• Task directions:
What is needed here is an exact transcription of the entries that follow.

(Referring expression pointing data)
Content starts
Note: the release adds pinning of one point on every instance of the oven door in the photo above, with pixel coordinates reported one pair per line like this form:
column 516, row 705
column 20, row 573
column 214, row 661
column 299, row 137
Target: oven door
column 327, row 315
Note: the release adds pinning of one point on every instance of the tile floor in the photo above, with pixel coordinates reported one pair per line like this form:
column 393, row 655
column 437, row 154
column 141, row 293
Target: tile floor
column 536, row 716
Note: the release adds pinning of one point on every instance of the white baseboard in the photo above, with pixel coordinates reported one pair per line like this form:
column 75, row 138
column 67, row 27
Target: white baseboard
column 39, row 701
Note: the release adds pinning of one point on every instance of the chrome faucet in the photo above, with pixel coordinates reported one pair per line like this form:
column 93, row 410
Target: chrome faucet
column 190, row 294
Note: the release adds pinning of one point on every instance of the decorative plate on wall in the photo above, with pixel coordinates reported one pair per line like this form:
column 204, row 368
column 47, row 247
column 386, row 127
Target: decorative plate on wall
Content ends
• Response:
Note: the release adds pinning of one point on every instance of the oven door in the photo above, with pixel coordinates reported one pair per line like this form:
column 516, row 705
column 20, row 573
column 214, row 661
column 299, row 137
Target: oven door
column 327, row 315
Note: the release adds pinning of one point on every instance of the tile floor in the photo above, with pixel coordinates reported one pair per line like this form:
column 393, row 655
column 437, row 154
column 141, row 293
Target: tile floor
column 536, row 716
Note: the release adds pinning of one point on every instance of the white baseboard in the photo above, with pixel coordinates reported one pair per line like this form:
column 75, row 138
column 67, row 27
Target: white baseboard
column 39, row 701
Note: the release adds pinning of one point on every instance of the chrome faucet in the photo above, with pixel coordinates reported one pair per line like this form:
column 93, row 410
Target: chrome faucet
column 190, row 294
Note: the release adds pinning of one point on every instance of the decorative plate on wall in the photo above, with pixel coordinates reported one pair per line like this form:
column 204, row 368
column 47, row 247
column 386, row 127
Target: decorative plate on wall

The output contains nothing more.